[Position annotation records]
┄┄┄┄┄┄┄┄┄┄┄┄┄┄┄┄┄┄┄┄

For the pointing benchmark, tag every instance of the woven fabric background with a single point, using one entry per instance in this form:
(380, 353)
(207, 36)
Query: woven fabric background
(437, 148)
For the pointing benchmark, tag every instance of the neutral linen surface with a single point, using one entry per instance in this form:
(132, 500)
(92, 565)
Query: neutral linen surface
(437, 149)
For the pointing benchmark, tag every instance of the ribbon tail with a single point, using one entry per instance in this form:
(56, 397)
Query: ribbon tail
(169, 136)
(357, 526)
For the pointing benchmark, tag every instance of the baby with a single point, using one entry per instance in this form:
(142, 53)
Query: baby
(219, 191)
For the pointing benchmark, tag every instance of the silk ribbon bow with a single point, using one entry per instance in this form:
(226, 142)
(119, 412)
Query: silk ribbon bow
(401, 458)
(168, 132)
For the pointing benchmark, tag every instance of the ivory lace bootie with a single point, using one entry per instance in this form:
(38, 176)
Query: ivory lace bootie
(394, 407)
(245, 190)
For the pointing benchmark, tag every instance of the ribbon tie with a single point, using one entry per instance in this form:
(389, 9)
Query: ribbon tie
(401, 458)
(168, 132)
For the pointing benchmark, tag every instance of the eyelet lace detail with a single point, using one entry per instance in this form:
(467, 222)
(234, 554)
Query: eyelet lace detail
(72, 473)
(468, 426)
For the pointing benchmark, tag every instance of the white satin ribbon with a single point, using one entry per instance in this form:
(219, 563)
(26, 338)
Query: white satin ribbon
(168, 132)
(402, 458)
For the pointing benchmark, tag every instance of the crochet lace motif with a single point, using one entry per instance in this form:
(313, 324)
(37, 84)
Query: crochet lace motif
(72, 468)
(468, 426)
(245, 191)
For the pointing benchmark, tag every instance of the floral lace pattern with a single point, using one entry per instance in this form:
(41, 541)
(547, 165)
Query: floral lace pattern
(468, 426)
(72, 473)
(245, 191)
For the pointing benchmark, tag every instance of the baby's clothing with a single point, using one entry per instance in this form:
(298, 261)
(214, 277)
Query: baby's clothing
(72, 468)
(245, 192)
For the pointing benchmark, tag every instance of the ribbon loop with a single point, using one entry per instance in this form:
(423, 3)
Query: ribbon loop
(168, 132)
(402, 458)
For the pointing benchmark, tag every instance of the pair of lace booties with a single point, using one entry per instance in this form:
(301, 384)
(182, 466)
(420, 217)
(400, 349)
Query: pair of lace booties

┄┄┄┄┄┄┄┄┄┄┄┄┄┄┄┄┄┄┄┄

[WHAT IS ASKED] Format all of the data above as a JSON list of strings, with one string for each line and blank lines omitted.

[SOLUTION FOR THIS EXERCISE]
[
  "For the pointing benchmark, tag every instance of the woven fabric background with a single point, using one entry per instance in this form:",
  "(380, 353)",
  "(207, 36)",
  "Query: woven fabric background",
  "(437, 148)",
  "For the pointing benchmark, tag every instance of the neutral linen surface with a single point, using one entry per instance in this form:",
  "(132, 500)",
  "(92, 565)",
  "Query: neutral linen surface",
  "(437, 149)",
  "For the pointing benchmark, tag every instance of the ribbon tail with a single point, using one entry per instance in this form:",
  "(56, 397)",
  "Query: ribbon tail",
  "(169, 136)",
  "(357, 526)",
  "For the pointing benchmark, tag every instance of the baby with a single point, using one entry per instance in this form:",
  "(142, 53)",
  "Query: baby",
  "(219, 191)",
  "For the pointing benchmark, tag every instance of the silk ribbon bow with a single point, using one entry per instance in this form:",
  "(226, 142)",
  "(119, 412)",
  "Query: silk ribbon bow",
  "(401, 458)",
  "(168, 132)",
  "For the pointing benchmark, tag every instance of the ivory lace bootie with a single point, using one entry per instance in this form:",
  "(38, 176)",
  "Query: ivory lace bootie",
  "(394, 407)",
  "(245, 190)",
  "For the pointing benchmark, tag every instance of the ribbon tie with a single point, using one entry per instance in this form:",
  "(389, 9)",
  "Query: ribbon tie",
  "(401, 458)",
  "(168, 132)",
  "For the pointing benchmark, tag every instance of the eyelet lace detail with a single point, using one entry per instance in this form:",
  "(467, 222)",
  "(234, 554)",
  "Query: eyelet lace detail",
  "(72, 473)",
  "(468, 426)",
  "For the pointing benchmark, tag every instance of the white satin ribbon with a single point, using one entry per instance in this form:",
  "(219, 563)",
  "(26, 338)",
  "Query: white satin ribbon",
  "(168, 132)",
  "(402, 458)",
  "For the pointing benchmark, tag every instance of the crochet lace motif with a single point, using one entry per instance in this form:",
  "(313, 324)",
  "(37, 84)",
  "Query: crochet lace motif",
  "(72, 468)",
  "(468, 426)",
  "(245, 191)",
  "For the pointing benchmark, tag every instance of the floral lace pattern with a single point, using one entry per instance in this form:",
  "(41, 541)",
  "(547, 165)",
  "Query: floral lace pattern",
  "(468, 426)",
  "(72, 473)",
  "(245, 191)",
  "For the pointing benchmark, tag every instance of the baby's clothing with a single point, using one entry per instance in this form:",
  "(298, 261)",
  "(214, 277)",
  "Query: baby's clothing",
  "(72, 468)",
  "(245, 192)",
  "For the pointing benchmark, tag every instance of the ribbon loop with a single point, using one entry per instance in this form:",
  "(423, 3)",
  "Query: ribbon loop",
  "(168, 132)",
  "(402, 458)",
  "For the pointing benchmark, tag every instance of the pair of lace booties with a single point, using one entry per instance in this form:",
  "(301, 384)",
  "(182, 466)",
  "(420, 217)",
  "(400, 349)",
  "Query: pair of lace booties"
]